I'm trying to reverse list of lists in Haskell by using foldr. There is an example of what I want to do:
> reverse'' [[1,2,3],[3,4,5]]
[[5,4,3],[3,2,1]]
And my code (it is not working):
reverse'':: [[a]]->[[a]]
reverse'' x = foldr (\n acum -> acum:(foldr(\m acum1 -> acum1++[m])) [] n) [[]] x
My IDE reports me an error at the start of the second foldr.
To analyse your current solution, I've broken down your one-liner into some helper functions, with their type deduced based on their composition:
reverse'':: [[a]] -> [[a]]
reverse'' x = foldr f [[]] x
where
f :: [a] -> a -> [a]
f n acum = acum : reverse n
reverse :: [a] -> [a]
reverse n = foldr append [] n
append :: a -> [a] -> [a]
append m acum = acum ++ [m]
When I try to compile the above, ghc complains with the following error for the type signature of reverse'':
Expected type: [[a]] -> [[a]] -> [[a]]
Actual type: [[a]] -> [a] -> [[a]]
I did some digging, and in order for reverse'' to have the type [[a]] -> [[a]], the function f needs to have the type [a] -> [[a]] -> [[a]]. However the current f has type [a] -> a -> [a], or in this case [[a]] -> [a] -> [[a]].

**Challenge**
Could you continue the Haskell foldr thread from its last sentence? The records are separate material with no connection to the Haskell thread.

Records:
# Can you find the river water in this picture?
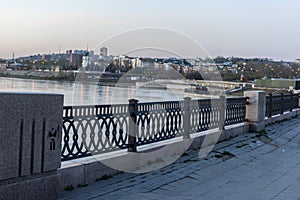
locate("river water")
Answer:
[0,77,192,106]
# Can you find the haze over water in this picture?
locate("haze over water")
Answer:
[0,77,190,106]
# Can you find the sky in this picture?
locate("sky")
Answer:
[0,0,300,61]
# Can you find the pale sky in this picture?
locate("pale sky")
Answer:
[0,0,300,60]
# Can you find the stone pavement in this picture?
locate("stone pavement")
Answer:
[60,117,300,200]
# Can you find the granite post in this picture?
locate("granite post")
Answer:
[244,91,266,132]
[0,93,63,199]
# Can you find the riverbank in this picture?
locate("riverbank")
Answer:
[0,70,75,81]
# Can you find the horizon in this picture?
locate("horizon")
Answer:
[0,0,300,61]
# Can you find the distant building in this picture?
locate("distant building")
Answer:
[100,47,108,59]
[70,53,83,67]
[255,79,300,90]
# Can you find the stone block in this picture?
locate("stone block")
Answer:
[0,93,63,181]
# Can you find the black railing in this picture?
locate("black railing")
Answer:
[265,93,299,118]
[62,97,246,161]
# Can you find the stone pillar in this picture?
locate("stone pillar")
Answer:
[0,93,63,199]
[244,91,266,132]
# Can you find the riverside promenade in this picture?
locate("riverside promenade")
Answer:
[59,117,300,200]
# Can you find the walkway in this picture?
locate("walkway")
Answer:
[60,117,300,200]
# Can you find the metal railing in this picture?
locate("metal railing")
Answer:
[62,97,247,161]
[265,93,299,118]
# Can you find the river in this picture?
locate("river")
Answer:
[0,77,192,106]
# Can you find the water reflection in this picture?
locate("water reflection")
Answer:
[0,78,188,105]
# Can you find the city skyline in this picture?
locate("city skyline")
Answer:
[0,0,300,61]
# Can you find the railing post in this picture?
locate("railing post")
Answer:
[244,91,266,132]
[280,93,284,115]
[219,96,226,130]
[290,92,293,112]
[268,94,273,118]
[183,97,192,139]
[127,99,139,152]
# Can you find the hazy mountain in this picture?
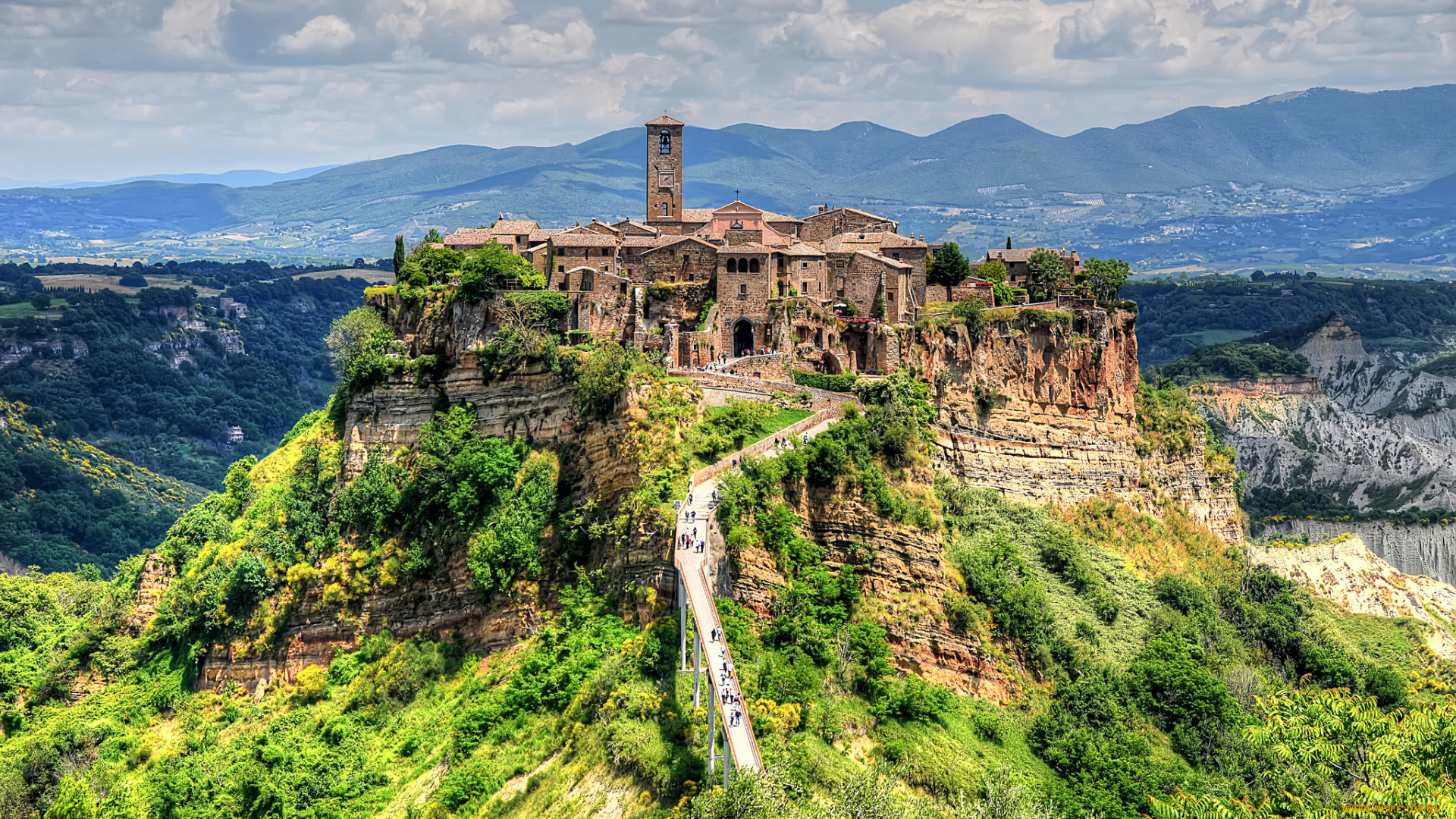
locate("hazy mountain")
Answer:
[0,86,1456,265]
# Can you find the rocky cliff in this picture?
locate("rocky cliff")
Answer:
[1190,318,1456,582]
[728,475,1025,702]
[918,309,1242,544]
[1249,533,1456,659]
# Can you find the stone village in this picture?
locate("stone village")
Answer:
[425,115,1090,378]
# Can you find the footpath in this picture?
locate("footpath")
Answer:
[673,406,839,778]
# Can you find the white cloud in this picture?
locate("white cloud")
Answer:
[657,27,719,55]
[470,19,597,67]
[1053,0,1188,61]
[0,0,1456,179]
[278,14,358,54]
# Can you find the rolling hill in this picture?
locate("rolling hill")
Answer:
[0,86,1456,268]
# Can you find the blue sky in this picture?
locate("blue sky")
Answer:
[0,0,1456,180]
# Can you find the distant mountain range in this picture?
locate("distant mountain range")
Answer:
[0,86,1456,272]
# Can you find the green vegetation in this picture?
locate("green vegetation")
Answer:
[0,402,206,571]
[924,242,971,287]
[1143,341,1309,386]
[0,271,364,488]
[789,370,859,392]
[686,398,812,465]
[1027,248,1072,302]
[1122,275,1456,367]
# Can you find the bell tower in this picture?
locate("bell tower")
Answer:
[646,114,682,224]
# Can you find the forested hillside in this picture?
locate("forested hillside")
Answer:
[0,253,1456,819]
[1122,274,1456,367]
[0,262,366,488]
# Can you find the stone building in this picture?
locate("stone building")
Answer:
[434,117,1081,373]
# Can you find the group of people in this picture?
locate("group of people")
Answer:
[677,526,708,554]
[708,628,742,727]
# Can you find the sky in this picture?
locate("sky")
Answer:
[0,0,1456,180]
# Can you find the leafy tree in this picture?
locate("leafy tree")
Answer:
[323,307,394,392]
[926,242,971,287]
[576,344,636,421]
[1027,248,1072,302]
[1084,258,1133,299]
[46,774,98,819]
[973,259,1006,284]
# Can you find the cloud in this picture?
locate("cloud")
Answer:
[657,27,718,55]
[0,0,1456,177]
[1053,0,1188,61]
[470,19,597,67]
[278,14,358,54]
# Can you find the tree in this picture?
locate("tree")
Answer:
[1086,259,1133,299]
[926,242,971,287]
[974,259,1006,284]
[323,307,394,389]
[46,774,96,819]
[1027,248,1072,300]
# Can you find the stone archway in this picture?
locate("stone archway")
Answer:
[733,319,753,357]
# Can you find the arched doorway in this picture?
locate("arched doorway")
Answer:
[733,319,753,356]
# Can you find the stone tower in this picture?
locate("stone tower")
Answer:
[646,115,682,224]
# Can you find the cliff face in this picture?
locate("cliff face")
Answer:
[728,476,1024,702]
[1191,318,1456,583]
[920,310,1242,544]
[1249,535,1456,659]
[184,294,676,697]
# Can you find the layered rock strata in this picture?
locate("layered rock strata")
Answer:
[1249,535,1456,661]
[919,309,1242,544]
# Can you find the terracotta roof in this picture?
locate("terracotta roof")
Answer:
[642,236,718,255]
[718,242,774,255]
[824,233,929,252]
[491,218,540,233]
[444,228,491,245]
[551,231,617,248]
[763,210,804,221]
[779,242,824,256]
[804,207,894,221]
[855,251,915,270]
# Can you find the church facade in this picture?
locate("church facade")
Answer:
[446,115,1025,373]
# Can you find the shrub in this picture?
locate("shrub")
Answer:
[576,344,635,421]
[791,370,859,392]
[951,296,986,340]
[293,666,329,702]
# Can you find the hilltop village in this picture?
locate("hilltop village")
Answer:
[425,117,1092,375]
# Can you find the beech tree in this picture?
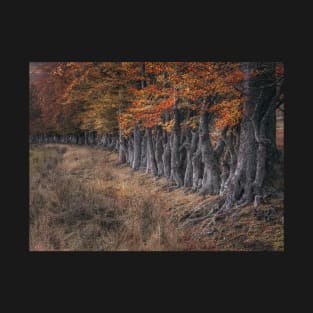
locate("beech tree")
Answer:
[30,62,284,210]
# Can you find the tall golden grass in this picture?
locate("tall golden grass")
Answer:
[29,144,215,251]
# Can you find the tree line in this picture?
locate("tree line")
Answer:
[29,62,284,210]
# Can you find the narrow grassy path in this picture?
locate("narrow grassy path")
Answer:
[30,144,283,251]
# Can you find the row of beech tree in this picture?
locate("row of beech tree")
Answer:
[30,62,283,210]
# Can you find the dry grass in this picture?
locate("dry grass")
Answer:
[29,144,284,251]
[29,144,214,251]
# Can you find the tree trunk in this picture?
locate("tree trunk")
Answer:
[146,128,158,176]
[222,62,277,210]
[132,126,141,171]
[117,130,127,164]
[199,103,221,195]
[155,126,164,177]
[171,104,184,187]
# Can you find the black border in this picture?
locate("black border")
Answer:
[5,20,301,292]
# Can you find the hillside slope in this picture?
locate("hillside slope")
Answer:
[29,144,284,251]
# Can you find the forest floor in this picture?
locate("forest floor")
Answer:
[29,144,284,251]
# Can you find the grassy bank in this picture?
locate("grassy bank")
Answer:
[29,144,283,251]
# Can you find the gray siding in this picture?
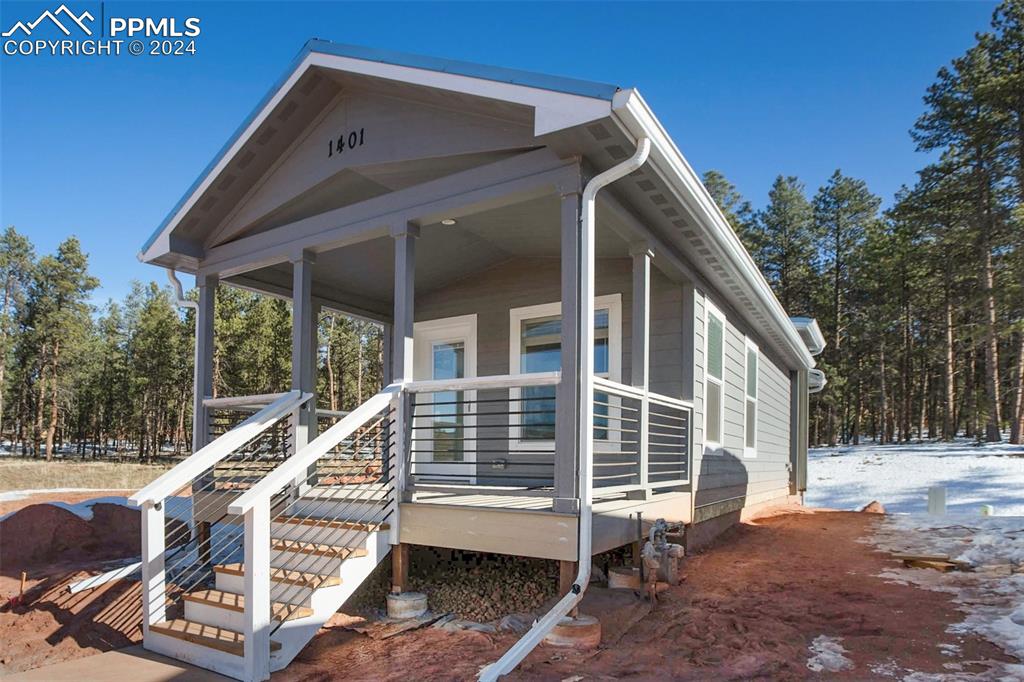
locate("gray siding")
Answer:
[693,291,791,509]
[415,258,684,484]
[416,258,791,516]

**Result**
The following has the correct type, but inserts an extra [] value into the start of the array, due to the starting value of the accumulator:
reverse'':: [[a]] -> [[a]]
reverse'' x = foldr f [[]] x
where
f :: [a] -> [[a]] -> [[a]]
f n acum = acum ++ [reverse n]
reverse :: [a] -> [a]
reverse n = foldr append [] n
append :: a -> [a] -> [a]
append m acum = acum ++ [m]
By changing the initial accumulator value to the empty list [], as opposed to a list of an empty list [[]], we end up at a working solution:
reverse'':: [[a]] -> [[a]]
reverse'' x = foldr f [] x
where
f :: a -> [a] -> [a]
f n acum = acum ++ [reverse n]
reverse :: [a] -> [a]
reverse n = foldr append [] n
append :: a -> [a] -> [a]
append m acum = acum ++ [m]
If you really want this as a one-liner, here it is:
reverse'' :: [[a]] -> [[a]]
reverse'' = foldr (\n acum -> acum ++ [foldr (\m acum1 -> acum1 ++ [m]) [] n]) []
With working:
append m acum = acum ++ [m]
append = \m acum1 -> acum1 ++ [m]
reverse n = foldr append [] n
reverse = \n -> foldr append [] n
reverse = foldr append []
reverse = foldr (\m acum1 -> acum1 ++ [m]) []
f n acum = acum ++ [reverse n]
f = \n acum -> acum ++ [reverse n]
f = \n acum -> acum ++ [foldr (\m acum1 -> acum1 ++ [m]) [] n]
reverse'':: [[a]] -> [[a]]
reverse'' x = foldr f [] x
reverse'' x = foldr (\n acum -> acum ++ [foldr (\m acum1 -> acum1 ++ [m]) [] n]) [] x
reverse'' = foldr (\n acum -> acum ++ [foldr (\m acum1 -> acum1 ++ [m]) [] n]) []
Here is an explicitly recursive solution (i.e. not using a fold), with definitons of map and reverse provided.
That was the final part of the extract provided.